*** Opening PASSAGE ***
"The key about big data is that it exists at the tipping point of the workarounds that organizations have historically put in place to manage large volumes of complex data," she says. "Big data technologies allow people to actually analyze and utilize this data in an effective way."
Here, Halper shares what she considers "really interesting" examples of big data analytics use cases across three verticals: financial services, healthcare, and retail.
In financial services, scoring transactional data in real-time for credit card fraud prevention and detection is one example of a big data use, she says. "Imagine millions of credit card transactions being analyzed to determine if they might be fraudulent using predictive analytics. Or, on the unstructured side, picture the text in insurance claims being analyzed to determine what might constitute fraud."
In this latter case, consider the worker who has filed a worker’s compensation claim but whose file is full of reprimands from his boss. A company could train an analytical system to use this unstructured file data in combination with data from structured sources to find patterns indicating fraud, Halper says. "As new claims come in, the system can automatically kick out the ones that might need to be investigated."
*** Closing PASSAGE ***
*** Opening DATA EXTRACT ***
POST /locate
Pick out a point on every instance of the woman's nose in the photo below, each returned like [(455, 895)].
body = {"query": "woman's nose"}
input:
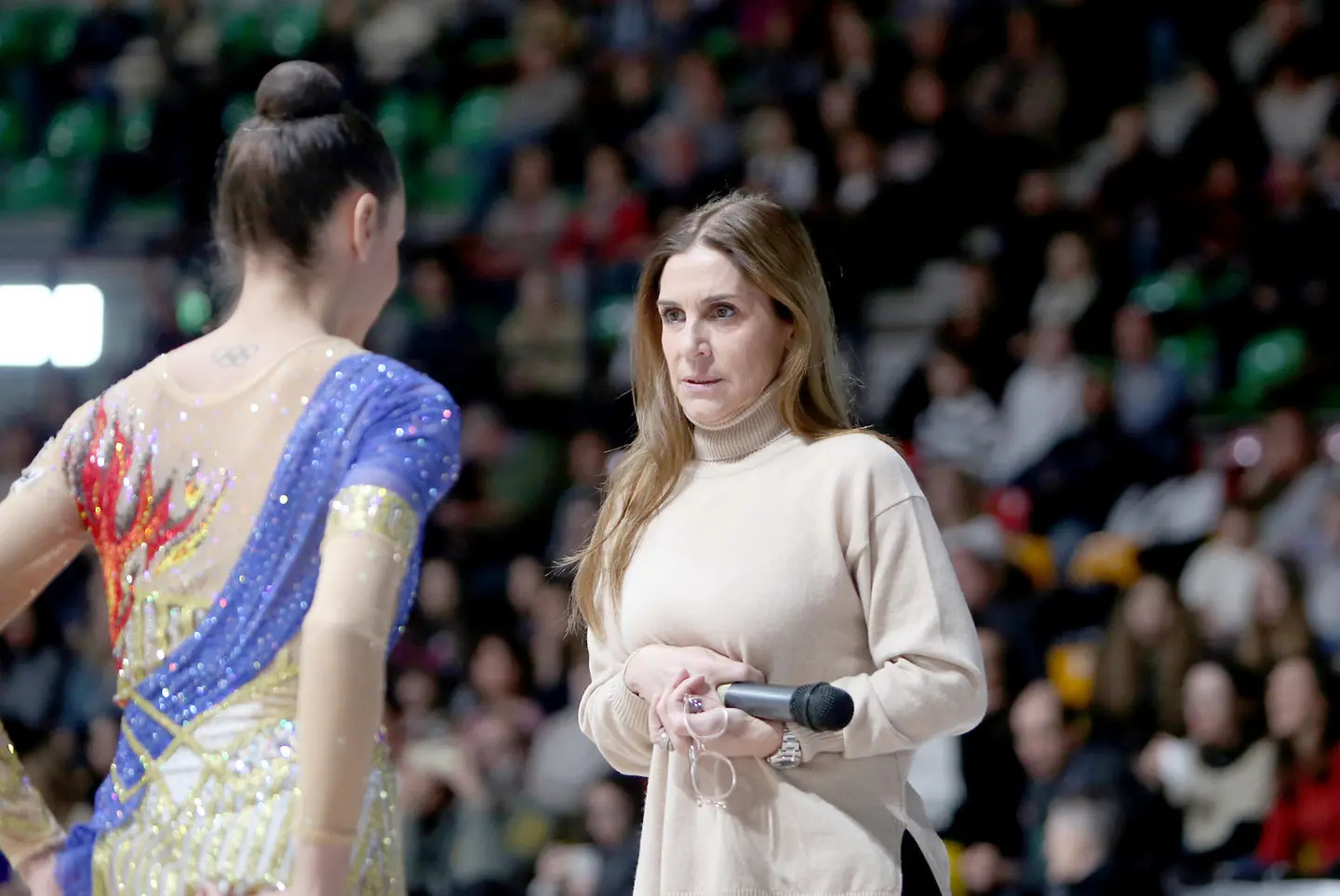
*** Closing DATA EXTRACT ***
## ACTIONS TO TAKE
**A)** In the big data passage, why would a company train an analytical system on unstructured claim files combined with structured data? Please answer in one to three sentences.
**B)** According to the big data passage, which three verticals does Halper draw her use-case examples from?

## ANSWERS TO EACH TASK
**A)** The system can find patterns that point to fraud. As new claims come in, it can then automatically flag the ones that might need to be investigated.

**B)** Financial services, healthcare, and retail.